• Goal of the exercise: A faithful copy of the entire listing is what is needed.

• Data for analysis:
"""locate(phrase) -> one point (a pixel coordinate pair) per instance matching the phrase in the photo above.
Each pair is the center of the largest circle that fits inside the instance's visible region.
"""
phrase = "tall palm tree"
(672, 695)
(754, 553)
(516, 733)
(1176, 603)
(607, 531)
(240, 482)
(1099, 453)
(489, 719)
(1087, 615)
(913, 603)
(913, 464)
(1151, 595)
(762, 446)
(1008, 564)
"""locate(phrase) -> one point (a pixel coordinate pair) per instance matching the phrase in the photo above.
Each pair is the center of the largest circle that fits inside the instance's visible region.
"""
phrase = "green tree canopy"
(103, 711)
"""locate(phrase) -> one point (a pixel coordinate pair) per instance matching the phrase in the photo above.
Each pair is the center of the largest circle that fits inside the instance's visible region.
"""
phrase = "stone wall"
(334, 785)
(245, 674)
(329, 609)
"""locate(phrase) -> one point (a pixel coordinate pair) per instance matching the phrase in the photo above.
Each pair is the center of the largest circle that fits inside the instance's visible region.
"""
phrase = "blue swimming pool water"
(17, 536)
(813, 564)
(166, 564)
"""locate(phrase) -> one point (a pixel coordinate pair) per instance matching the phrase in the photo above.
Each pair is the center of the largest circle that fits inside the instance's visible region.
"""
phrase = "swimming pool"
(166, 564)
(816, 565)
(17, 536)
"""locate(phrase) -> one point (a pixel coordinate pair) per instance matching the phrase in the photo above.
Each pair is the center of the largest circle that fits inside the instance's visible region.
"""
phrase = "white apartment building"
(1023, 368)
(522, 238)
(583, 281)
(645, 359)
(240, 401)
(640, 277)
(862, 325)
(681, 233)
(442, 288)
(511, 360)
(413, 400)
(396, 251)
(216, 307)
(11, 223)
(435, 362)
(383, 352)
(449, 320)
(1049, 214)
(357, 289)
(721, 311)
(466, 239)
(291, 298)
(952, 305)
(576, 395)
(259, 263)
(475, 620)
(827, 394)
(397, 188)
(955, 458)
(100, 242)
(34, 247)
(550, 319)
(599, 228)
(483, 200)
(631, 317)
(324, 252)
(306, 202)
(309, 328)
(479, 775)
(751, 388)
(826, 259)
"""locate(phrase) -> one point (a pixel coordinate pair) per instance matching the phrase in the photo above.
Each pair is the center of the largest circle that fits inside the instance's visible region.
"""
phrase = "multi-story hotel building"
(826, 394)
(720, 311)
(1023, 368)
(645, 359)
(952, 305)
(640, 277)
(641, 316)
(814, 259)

• Answer section:
"""locate(phrase) -> one point (a pixel coordinate pair) per instance matching the phrase in the photo above.
Each pair is the center of the largest circle that fits inside the instance's visible region.
"""
phrase = "tall palm tree"
(672, 695)
(754, 553)
(516, 733)
(1176, 603)
(607, 531)
(240, 482)
(1099, 453)
(489, 719)
(1087, 615)
(913, 603)
(913, 464)
(1151, 595)
(762, 446)
(1008, 564)
"""locate(phrase) -> one point (a pixel coordinate pair) per instance matching the phrase in the photo above.
Each pair is the center of the largest circle that fits inside the instance's visible region.
"""
phrase = "green tree canopy"
(103, 711)
"""locate(phrase) -> one point (a pixel coordinate pair) per instance matching the phrase in the photo above.
Each pair is the center of the largest circle that fits inside the instance's visible region.
"""
phrase = "stone wall"
(334, 785)
(245, 674)
(329, 609)
"""locate(phrase) -> one point (a pixel coordinate pair) per instance matching the phrase in the photo above.
Each pair is the center of the largest circle that fits inside the instance's visible region.
"""
phrase = "blue swimming pool water"
(17, 536)
(813, 564)
(166, 564)
"""locate(phrase) -> one point (a pixel coordinate pair) per instance matching the phrase in the photo above.
Each pair is the center of the largest circle that fits inside the instance's visible region.
"""
phrase = "swimming pool"
(166, 564)
(816, 565)
(17, 536)
"""locate(phrase) -> one point (a pixel coordinate pair) per instance matching the phrase in the photo above.
Each pair is the center of the largest circle that fits inside the instance's visible region.
"""
phrase = "white apartment building"
(1023, 368)
(522, 238)
(583, 281)
(645, 359)
(240, 401)
(640, 277)
(862, 325)
(681, 233)
(442, 288)
(511, 360)
(413, 400)
(396, 251)
(216, 307)
(11, 223)
(435, 362)
(383, 352)
(449, 320)
(1049, 214)
(357, 289)
(721, 311)
(466, 239)
(291, 298)
(952, 305)
(576, 395)
(259, 263)
(475, 620)
(827, 394)
(397, 188)
(955, 458)
(100, 242)
(34, 247)
(550, 319)
(599, 228)
(483, 200)
(631, 317)
(324, 252)
(306, 202)
(309, 328)
(479, 775)
(751, 388)
(826, 259)
"""locate(phrase) -> one point (a pixel coordinate pair) per instance matching the phrase in the photo above.
Each pair is the center of the largest circle that fits inside the instance's visible region.
"""
phrase = "multi-story hotel building"
(826, 394)
(720, 311)
(1023, 368)
(645, 359)
(952, 305)
(640, 277)
(641, 316)
(814, 259)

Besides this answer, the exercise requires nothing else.